╭──
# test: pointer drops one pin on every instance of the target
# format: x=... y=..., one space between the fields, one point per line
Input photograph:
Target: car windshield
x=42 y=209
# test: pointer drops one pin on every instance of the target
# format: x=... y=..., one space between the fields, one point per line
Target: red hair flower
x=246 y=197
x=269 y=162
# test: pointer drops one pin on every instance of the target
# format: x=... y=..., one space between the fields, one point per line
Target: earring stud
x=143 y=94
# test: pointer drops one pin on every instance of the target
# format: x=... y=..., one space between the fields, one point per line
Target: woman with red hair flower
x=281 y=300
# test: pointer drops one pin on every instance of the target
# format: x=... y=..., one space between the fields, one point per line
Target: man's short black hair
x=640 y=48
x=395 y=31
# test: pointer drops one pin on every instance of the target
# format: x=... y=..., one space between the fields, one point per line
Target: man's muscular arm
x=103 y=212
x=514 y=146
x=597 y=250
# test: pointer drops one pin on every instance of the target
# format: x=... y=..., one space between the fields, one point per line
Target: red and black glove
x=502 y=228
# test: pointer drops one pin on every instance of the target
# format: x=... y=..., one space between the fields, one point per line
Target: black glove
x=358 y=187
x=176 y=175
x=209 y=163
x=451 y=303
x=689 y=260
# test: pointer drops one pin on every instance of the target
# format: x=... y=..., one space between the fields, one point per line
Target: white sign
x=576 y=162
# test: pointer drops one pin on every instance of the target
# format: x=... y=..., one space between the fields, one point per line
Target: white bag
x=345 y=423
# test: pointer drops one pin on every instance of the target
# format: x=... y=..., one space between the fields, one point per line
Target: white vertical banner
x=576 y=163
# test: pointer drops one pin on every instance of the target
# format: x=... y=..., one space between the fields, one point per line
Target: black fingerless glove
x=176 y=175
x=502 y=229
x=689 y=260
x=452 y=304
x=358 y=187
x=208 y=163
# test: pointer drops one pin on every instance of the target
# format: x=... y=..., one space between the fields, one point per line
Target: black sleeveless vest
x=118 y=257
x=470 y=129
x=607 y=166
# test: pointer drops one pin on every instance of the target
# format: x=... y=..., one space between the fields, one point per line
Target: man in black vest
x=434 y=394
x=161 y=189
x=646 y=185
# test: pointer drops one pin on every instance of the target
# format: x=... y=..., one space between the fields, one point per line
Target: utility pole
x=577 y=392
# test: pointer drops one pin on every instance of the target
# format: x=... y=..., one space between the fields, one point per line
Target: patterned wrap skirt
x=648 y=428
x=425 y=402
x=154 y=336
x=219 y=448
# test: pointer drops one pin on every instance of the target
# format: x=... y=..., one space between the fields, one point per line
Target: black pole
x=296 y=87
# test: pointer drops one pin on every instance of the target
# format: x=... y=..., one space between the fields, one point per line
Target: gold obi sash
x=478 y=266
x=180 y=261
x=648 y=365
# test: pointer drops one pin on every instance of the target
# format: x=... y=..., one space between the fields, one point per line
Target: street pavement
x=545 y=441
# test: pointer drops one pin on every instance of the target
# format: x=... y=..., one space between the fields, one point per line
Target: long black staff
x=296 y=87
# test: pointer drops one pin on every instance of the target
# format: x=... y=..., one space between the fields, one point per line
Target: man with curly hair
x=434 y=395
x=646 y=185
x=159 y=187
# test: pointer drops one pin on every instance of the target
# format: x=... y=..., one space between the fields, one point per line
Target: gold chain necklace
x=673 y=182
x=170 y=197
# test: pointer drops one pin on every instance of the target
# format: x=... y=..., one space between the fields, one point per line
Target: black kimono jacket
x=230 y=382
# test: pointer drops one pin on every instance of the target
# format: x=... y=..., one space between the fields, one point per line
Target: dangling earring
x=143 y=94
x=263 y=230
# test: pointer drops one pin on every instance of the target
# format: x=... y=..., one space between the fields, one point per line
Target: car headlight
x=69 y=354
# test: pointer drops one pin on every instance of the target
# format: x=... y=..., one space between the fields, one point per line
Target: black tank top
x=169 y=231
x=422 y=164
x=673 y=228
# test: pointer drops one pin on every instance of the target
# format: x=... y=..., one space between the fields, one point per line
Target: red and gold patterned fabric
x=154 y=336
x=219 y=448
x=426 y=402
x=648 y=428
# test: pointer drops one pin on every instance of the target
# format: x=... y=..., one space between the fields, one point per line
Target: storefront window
╰──
= Requirement =
All of the entries above need to be reproduced exactly.

= Complete response =
# test: pointer drops one pin on every instance of the target
# format: x=... y=..., one space between the fields, one point per line
Input photograph:
Target: car windshield
x=42 y=209
# test: pointer drops one pin on every instance of the target
# format: x=... y=..., one space between the fields, one point per line
Target: red hair flower
x=246 y=197
x=269 y=162
# test: pointer drops one pin on every instance of the target
# format: x=... y=..., one space between the fields, one point per line
Target: earring stud
x=143 y=94
# test: pointer drops one pin on every instance of the target
# format: x=... y=..., one space between the fields, one point per line
Target: woman with red hair flower
x=281 y=300
# test: pointer drops one pin on every instance of the target
# format: x=... y=..., one space between the fields, one point per line
Target: man's short black hair
x=640 y=48
x=395 y=31
# test: pointer drops one pin on every instance of the target
# format: x=... y=..., one space between the fields, one point per line
Target: man's muscular arm
x=103 y=212
x=514 y=146
x=597 y=250
# test: pointer drops one pin on every instance of the target
# format: x=... y=..., one space between the fields, one point per line
Target: red and black glove
x=502 y=228
# test: pointer drops one pin on every instance of the target
# format: x=... y=..., one space between the fields, one point per line
Target: black glove
x=358 y=187
x=176 y=175
x=209 y=163
x=451 y=303
x=689 y=260
# test: pointer drops one pin on every instance of the target
# format: x=... y=..., one space between the fields, one point per line
Target: white sign
x=576 y=162
# test: pointer drops one pin on every instance of the target
# format: x=... y=..., one space between the fields, one point per line
Target: white bag
x=345 y=423
# test: pointer drops one pin on every instance of the target
# format: x=... y=..., one space between the fields, one point per line
Target: white vertical banner
x=576 y=163
# test: pointer drops one pin on every instance of the target
# format: x=... y=..., one space between the fields, one point per line
Target: black fingerless glove
x=176 y=175
x=502 y=229
x=689 y=260
x=452 y=304
x=358 y=187
x=208 y=163
# test: pointer drops one pin on every instance of the target
# format: x=... y=..., one space between the fields, one point per line
Target: black sleeveless vest
x=118 y=257
x=470 y=129
x=607 y=166
# test: pointer drops one pin on every instance of the target
# format: x=... y=..., one space between the fields, one point per line
Target: man in black vest
x=434 y=394
x=161 y=189
x=646 y=185
# test: pointer drops one pin on every instance of the target
# format: x=... y=..., one space between the fields, one point per line
Target: utility pole
x=577 y=392
# test: pointer drops one pin on every instance of the target
# format: x=... y=..., one space between the fields, one point per line
Target: patterned wrap skirt
x=648 y=428
x=425 y=402
x=154 y=336
x=219 y=448
# test: pointer drops one pin on every instance of the target
# format: x=... y=..., one space between the fields, one point per line
Target: black pole
x=296 y=87
# test: pointer drops one pin on every instance of the target
# format: x=... y=..., one space between the fields, one point per line
Target: gold obi sash
x=478 y=266
x=180 y=261
x=648 y=365
# test: pointer drops one pin on every instance of the target
# format: x=... y=..., one space between the fields, one point per line
Target: street pavement
x=545 y=441
# test: pointer drops one pin on every instance of the target
# format: x=... y=..., one space between the fields, one point per line
Target: long black staff
x=296 y=87
# test: pointer drops one pin on every instance of the target
# format: x=... y=..., one space between the fields, one point per line
Target: man with curly hair
x=434 y=395
x=646 y=185
x=159 y=187
# test: pointer drops one pin on every instance of the target
# format: x=... y=..., one space between the fields, one point per line
Target: gold chain necklace
x=673 y=182
x=170 y=197
# test: pointer drops one pin on every instance of the target
# format: x=... y=..., one space between the fields, one point per line
Target: black kimono jacket
x=230 y=382
# test: pointer drops one pin on every instance of the target
# format: x=... y=..., one space between the fields, one point per line
Target: dangling earring
x=143 y=94
x=263 y=230
# test: pointer drops one pin on every instance of the target
# format: x=... y=..., one space between the fields, one point per line
Target: car headlight
x=69 y=354
# test: pointer drops one pin on every instance of the target
# format: x=... y=..., one space between the fields, one point per line
Target: black tank top
x=169 y=231
x=422 y=164
x=673 y=228
# test: pointer drops one pin on every instance of the target
# format: x=... y=..., one space between the fields, one point per line
Target: red and gold patterned fabric
x=154 y=336
x=219 y=448
x=426 y=402
x=648 y=428
# test: pointer drops one pin on every instance of the target
# format: x=... y=..., one space between the fields, one point per line
Target: storefront window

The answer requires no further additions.